Problem: Rewrite all of these lines, substituting "coordinates" for every "box" and leaving everything else unchanged.

Material for the task:
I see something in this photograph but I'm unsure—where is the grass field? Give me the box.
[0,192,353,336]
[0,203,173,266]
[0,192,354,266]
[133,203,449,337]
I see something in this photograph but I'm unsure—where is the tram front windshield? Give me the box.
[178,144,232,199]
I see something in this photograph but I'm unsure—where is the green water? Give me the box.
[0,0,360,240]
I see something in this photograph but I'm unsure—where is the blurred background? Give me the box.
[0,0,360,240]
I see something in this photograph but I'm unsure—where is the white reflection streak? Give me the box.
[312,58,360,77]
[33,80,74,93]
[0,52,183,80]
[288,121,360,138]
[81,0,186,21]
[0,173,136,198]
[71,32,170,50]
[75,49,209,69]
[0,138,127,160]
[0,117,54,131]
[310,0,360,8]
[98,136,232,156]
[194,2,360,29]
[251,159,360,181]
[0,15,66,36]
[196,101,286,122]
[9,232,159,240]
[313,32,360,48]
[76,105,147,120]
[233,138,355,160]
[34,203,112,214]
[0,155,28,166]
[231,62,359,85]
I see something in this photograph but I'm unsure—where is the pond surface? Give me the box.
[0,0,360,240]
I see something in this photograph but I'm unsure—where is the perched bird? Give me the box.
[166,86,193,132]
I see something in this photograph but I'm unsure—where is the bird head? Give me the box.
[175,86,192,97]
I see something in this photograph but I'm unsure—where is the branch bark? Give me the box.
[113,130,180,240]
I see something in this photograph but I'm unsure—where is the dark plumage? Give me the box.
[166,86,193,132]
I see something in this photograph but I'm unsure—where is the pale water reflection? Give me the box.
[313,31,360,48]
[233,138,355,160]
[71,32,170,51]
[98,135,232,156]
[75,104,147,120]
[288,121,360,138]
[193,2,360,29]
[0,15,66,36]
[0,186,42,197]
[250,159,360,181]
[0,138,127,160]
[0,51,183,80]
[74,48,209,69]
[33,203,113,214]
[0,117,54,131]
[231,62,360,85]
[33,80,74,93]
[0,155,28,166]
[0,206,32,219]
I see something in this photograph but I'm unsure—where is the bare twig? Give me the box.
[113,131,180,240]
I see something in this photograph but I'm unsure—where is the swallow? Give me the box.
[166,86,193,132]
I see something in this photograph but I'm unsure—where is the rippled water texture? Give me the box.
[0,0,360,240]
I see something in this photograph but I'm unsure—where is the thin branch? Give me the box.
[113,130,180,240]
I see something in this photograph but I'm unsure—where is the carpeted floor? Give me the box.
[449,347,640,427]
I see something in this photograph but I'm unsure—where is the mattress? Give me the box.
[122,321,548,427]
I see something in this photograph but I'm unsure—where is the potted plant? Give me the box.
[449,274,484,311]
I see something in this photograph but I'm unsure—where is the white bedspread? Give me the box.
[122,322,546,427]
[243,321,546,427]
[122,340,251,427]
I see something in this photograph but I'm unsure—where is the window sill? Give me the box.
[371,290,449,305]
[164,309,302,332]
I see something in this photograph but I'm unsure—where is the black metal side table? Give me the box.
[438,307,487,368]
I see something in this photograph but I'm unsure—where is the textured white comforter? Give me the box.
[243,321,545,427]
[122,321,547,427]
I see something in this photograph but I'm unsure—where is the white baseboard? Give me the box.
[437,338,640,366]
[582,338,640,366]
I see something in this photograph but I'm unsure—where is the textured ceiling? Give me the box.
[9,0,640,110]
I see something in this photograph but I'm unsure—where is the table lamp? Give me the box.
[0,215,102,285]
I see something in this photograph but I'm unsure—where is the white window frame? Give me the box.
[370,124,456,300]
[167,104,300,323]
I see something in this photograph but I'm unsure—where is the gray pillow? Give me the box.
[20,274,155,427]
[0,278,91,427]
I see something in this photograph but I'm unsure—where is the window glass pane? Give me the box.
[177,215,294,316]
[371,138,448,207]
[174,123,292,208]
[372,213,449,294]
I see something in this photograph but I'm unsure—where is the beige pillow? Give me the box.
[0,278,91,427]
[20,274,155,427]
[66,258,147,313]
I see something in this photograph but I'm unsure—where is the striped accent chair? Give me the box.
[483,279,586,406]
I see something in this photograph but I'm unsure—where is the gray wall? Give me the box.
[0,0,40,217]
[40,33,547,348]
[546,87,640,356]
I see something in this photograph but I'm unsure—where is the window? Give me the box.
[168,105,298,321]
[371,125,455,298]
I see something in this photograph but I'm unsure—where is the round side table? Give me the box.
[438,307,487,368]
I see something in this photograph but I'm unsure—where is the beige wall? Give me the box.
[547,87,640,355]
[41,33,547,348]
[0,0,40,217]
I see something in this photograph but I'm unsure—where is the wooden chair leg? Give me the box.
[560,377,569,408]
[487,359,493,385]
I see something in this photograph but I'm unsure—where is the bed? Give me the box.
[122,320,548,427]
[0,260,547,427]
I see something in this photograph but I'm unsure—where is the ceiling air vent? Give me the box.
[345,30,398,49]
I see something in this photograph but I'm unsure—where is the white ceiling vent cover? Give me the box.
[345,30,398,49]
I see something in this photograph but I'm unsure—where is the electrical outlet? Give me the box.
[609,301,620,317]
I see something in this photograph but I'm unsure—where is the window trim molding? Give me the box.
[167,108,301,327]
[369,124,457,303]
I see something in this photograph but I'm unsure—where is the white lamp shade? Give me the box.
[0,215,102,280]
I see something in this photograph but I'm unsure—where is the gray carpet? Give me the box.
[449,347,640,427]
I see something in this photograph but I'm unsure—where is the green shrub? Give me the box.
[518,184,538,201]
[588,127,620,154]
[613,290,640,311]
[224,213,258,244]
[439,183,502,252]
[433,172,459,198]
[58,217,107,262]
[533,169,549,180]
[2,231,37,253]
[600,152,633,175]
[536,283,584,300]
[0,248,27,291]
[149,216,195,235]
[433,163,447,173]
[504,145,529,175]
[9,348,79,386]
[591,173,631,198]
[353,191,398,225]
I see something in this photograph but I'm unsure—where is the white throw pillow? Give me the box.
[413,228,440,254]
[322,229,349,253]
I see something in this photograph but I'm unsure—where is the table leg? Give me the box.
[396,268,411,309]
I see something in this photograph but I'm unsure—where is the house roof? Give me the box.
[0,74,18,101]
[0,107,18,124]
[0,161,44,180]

Answer to this task:
I see something in this photograph but I'm unsure—where is the grass field? Give me the coordinates.
[0,192,353,336]
[0,203,173,266]
[0,192,354,266]
[133,203,449,337]
I see something in this photograph but I'm unsure—where is the tram front windshield? Give me the coordinates.
[178,144,232,199]
I see something in this photograph but I'm unsure—where is the green water? Give me the coordinates.
[0,0,360,240]
I see something in this photograph but I'm unsure—where is the blurred background? Give me the coordinates.
[0,0,360,240]
I see something in this photograph but I'm unsure—where is the white reflection streak? Give me the coordinates.
[312,58,360,77]
[33,80,74,93]
[0,52,183,80]
[288,121,360,138]
[81,0,186,21]
[0,173,136,198]
[71,32,170,50]
[75,49,209,69]
[0,138,127,160]
[0,117,54,131]
[310,0,360,8]
[98,136,232,156]
[194,2,360,29]
[251,159,360,181]
[0,15,66,36]
[196,101,286,122]
[9,232,159,240]
[313,32,360,48]
[76,105,147,120]
[233,138,355,160]
[34,203,112,214]
[0,155,28,166]
[231,62,359,85]
I see something in this photograph but I'm unsure—where is the pond surface? Give me the coordinates.
[0,0,360,240]
I see something in this photograph but I'm unsure—where is the perched bird? Give me the coordinates.
[166,86,193,132]
I see something in this photograph but I'm unsure—where is the bird head? Give me the coordinates.
[175,86,192,97]
I see something in this photograph but I'm unsure—where is the branch bark? Give me the coordinates.
[113,130,180,240]
I see something in this photograph but I'm unsure—where is the dark plumage? Give me the coordinates.
[166,86,193,132]
I see something in this photograph but I'm unsure—where is the pale water reflection? Give me the coordinates.
[313,31,360,48]
[233,138,355,160]
[71,32,170,51]
[98,135,232,156]
[75,104,147,120]
[288,121,360,138]
[193,2,360,29]
[0,15,66,36]
[0,186,42,197]
[250,159,360,181]
[0,138,127,160]
[0,51,183,80]
[74,48,209,69]
[33,203,113,214]
[0,117,54,131]
[231,62,360,85]
[33,80,74,93]
[0,155,28,166]
[0,206,32,219]
I see something in this photograph but I'm unsure—where is the bare twig? Give me the coordinates.
[113,131,180,240]
I see something in this photograph but I'm unsure—where is the swallow? Give me the coordinates.
[166,86,193,132]
I see something in this photograph but I'm unsure—where is the rippled water texture? Give me the coordinates.
[0,0,360,240]
I see something in this photograph but I'm unsure—where is the thin branch? Give me the coordinates.
[113,130,180,240]
I see something in this photograph but I'm unsure—where is the carpeted floor? Give me the coordinates.
[449,347,640,427]
I see something in this photograph but I'm unsure—where is the mattress? Give me the coordinates.
[122,321,548,427]
I see something in this photograph but I'm unsure—where is the potted plant? Give me the coordinates.
[449,274,484,311]
I see something in this photograph but I'm unsure—where is the white bedspread? Give me the coordinates.
[122,322,546,427]
[243,321,546,427]
[122,340,251,427]
I see something in this photograph but I'm unsure—where is the window sill? Give me the coordinates.
[371,290,449,305]
[164,309,302,332]
I see something in this photograph but I'm unsure—where is the black metal side table? Give me the coordinates.
[438,307,487,368]
I see something in this photograph but I'm unsure—where is the textured white comforter? Give me the coordinates.
[243,321,545,427]
[122,321,547,427]
I see something in this photograph but I'm unsure—where is the white baseboard? Give me the coordinates.
[437,338,640,366]
[582,338,640,366]
I see something in this photograph but I'm unsure—where is the textured ceiling? Give me the coordinates.
[9,0,640,110]
I see something in this photograph but I'm unsure—where is the table lamp? Give me the coordinates.
[0,215,102,285]
I see something in this photograph but I'm unsure—where is the white window frame? Give me the coordinates.
[370,124,456,300]
[167,104,300,323]
I see something in this photograph but I'm unsure—where is the gray pillow? Give me the coordinates.
[20,274,155,427]
[0,278,91,427]
I see something in this photograph but I'm unsure—where is the window glass pane? Give me the coordinates.
[177,215,294,316]
[371,138,448,207]
[174,123,292,208]
[372,213,449,294]
I see something in this photograph but I'm unsure—where is the beige pillow? Give me the coordinates.
[0,278,91,427]
[20,274,155,427]
[66,258,147,313]
I see something in this photograph but I'm unsure—where is the striped accent chair? Give me the coordinates.
[483,279,586,406]
I see something in this photograph but I'm unsure—where is the gray wall? Give me the coordinates.
[0,0,40,217]
[40,33,547,348]
[546,87,640,356]
I see something in this photograph but I'm unsure—where is the window? Give me the coordinates.
[168,105,298,321]
[371,125,455,298]
I see something in this photograph but I'm unsure—where is the round side table? Give me the coordinates.
[438,307,487,368]
I see something in this photograph but I'm unsure—where is the beige wall? Give me the coordinates.
[547,87,640,355]
[41,33,547,348]
[0,0,40,217]
I see something in this photograph but I'm unsure—where is the wooden chair leg? Give me the coordinates.
[560,377,569,408]
[487,359,493,385]
I see something in this photograph but I'm unsure—where is the bed? Give me the coordinates.
[122,320,548,427]
[0,260,547,427]
I see something in this photograph but I'm unsure—where is the ceiling air vent? Give me the coordinates.
[345,30,398,49]
I see something in this photograph but I'm unsure—where is the white ceiling vent cover? Give me the coordinates.
[345,30,398,49]
I see something in this photograph but I'm unsure—where is the electrical outlet? Give me the coordinates.
[609,301,620,317]
I see something in this photograph but I'm unsure—where is the window trim molding? Give me the coordinates.
[167,108,301,327]
[369,124,457,303]
I see something in this photograph but I'm unsure—where is the white lamp shade? Give me the coordinates.
[0,215,102,280]
I see something in this photograph but I'm unsure—where is the gray carpet? Give me the coordinates.
[449,347,640,427]
I see something in this photograph but I'm unsure—where is the green shrub? Give me the coordinates.
[518,184,538,201]
[588,127,620,154]
[613,290,640,311]
[224,213,258,244]
[439,183,502,252]
[433,172,459,198]
[58,217,107,262]
[533,169,549,180]
[2,231,37,253]
[600,152,633,175]
[536,283,584,300]
[0,248,27,291]
[149,216,195,235]
[433,163,447,173]
[504,145,529,175]
[9,348,79,386]
[591,173,631,198]
[353,191,398,225]
I see something in this photograph but I'm unsure—where is the white throw pillow? Give me the coordinates.
[413,228,440,254]
[322,229,349,253]
I see something in this photograph but I'm unsure—where is the table leg? Give me the coordinates.
[396,268,411,309]
I see something in this photograph but I'm unsure—where is the house roof? Give me the coordinates.
[0,74,18,101]
[0,107,18,124]
[0,161,44,180]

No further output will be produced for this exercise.